- _Given request_
Reproduce every line from the start of the listing down through the line that contains "[0, 0, 399, 301]", requests included. Shift each bounding-box coordinate in the answers up by 12.

- _Stored entries_
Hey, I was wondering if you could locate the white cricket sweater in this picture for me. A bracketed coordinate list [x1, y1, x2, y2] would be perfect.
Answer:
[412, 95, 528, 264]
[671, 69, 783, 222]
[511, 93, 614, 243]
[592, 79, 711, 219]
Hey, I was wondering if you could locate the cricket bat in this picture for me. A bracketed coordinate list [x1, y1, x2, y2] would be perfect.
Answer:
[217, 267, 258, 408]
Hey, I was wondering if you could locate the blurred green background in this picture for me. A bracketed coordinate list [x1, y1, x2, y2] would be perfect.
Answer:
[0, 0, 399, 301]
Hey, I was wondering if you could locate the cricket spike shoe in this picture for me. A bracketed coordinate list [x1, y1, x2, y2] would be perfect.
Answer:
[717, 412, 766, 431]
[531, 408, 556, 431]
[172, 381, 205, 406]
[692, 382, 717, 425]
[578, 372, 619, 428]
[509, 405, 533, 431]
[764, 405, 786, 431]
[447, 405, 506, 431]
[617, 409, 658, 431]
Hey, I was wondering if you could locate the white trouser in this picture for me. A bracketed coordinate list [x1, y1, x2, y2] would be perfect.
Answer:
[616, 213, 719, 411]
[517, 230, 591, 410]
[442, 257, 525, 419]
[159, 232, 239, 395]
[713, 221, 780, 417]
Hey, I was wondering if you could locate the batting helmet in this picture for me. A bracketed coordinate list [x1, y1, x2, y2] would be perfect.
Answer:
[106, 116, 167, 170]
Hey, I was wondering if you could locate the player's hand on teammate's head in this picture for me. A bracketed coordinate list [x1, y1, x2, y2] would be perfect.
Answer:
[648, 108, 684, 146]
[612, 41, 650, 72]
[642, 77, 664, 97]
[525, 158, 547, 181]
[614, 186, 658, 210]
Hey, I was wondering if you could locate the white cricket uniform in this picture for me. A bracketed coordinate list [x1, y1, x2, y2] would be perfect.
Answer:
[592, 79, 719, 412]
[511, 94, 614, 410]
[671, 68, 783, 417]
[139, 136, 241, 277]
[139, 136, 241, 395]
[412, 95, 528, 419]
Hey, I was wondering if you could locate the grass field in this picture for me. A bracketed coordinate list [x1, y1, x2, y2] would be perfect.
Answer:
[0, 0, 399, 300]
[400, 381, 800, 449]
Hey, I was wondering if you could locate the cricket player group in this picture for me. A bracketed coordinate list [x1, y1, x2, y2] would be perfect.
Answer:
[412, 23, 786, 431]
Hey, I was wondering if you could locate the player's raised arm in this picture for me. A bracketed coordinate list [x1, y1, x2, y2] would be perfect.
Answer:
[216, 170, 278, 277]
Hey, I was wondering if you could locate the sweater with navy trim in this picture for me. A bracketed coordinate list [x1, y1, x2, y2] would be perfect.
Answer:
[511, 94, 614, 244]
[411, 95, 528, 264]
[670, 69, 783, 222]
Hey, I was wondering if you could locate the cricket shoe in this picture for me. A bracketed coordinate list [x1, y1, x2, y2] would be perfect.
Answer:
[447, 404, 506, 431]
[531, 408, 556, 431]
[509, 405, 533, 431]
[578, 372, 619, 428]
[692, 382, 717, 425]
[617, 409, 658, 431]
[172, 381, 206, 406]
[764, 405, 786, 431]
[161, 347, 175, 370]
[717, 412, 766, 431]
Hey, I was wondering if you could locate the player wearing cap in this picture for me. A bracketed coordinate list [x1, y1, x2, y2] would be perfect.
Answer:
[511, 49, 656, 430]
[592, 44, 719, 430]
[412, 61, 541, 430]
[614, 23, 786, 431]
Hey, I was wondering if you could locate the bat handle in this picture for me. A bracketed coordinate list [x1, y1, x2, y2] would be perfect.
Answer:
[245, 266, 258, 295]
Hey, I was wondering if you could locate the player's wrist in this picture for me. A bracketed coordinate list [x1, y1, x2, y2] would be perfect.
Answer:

- _Solved exercise_
Hey, I was wondering if you could locate the white cricket sweater in this picture for me. A bracketed coordinate list [x1, y1, x2, y2] would be perfect.
Answer:
[424, 107, 540, 276]
[683, 81, 795, 234]
[523, 105, 626, 255]
[604, 91, 723, 231]
Hey, I was wondering if you could locate the cricket bat in this picture for me. A bracketed coordinate list [x1, y1, x2, y2] would be perfect.
Answer:
[229, 279, 270, 420]
Hey, I was wondering if you could locate the blurred green background in this picture for me. A bracketed coordinate list [x1, y1, x2, y2] would be perfect.
Answer:
[12, 12, 411, 313]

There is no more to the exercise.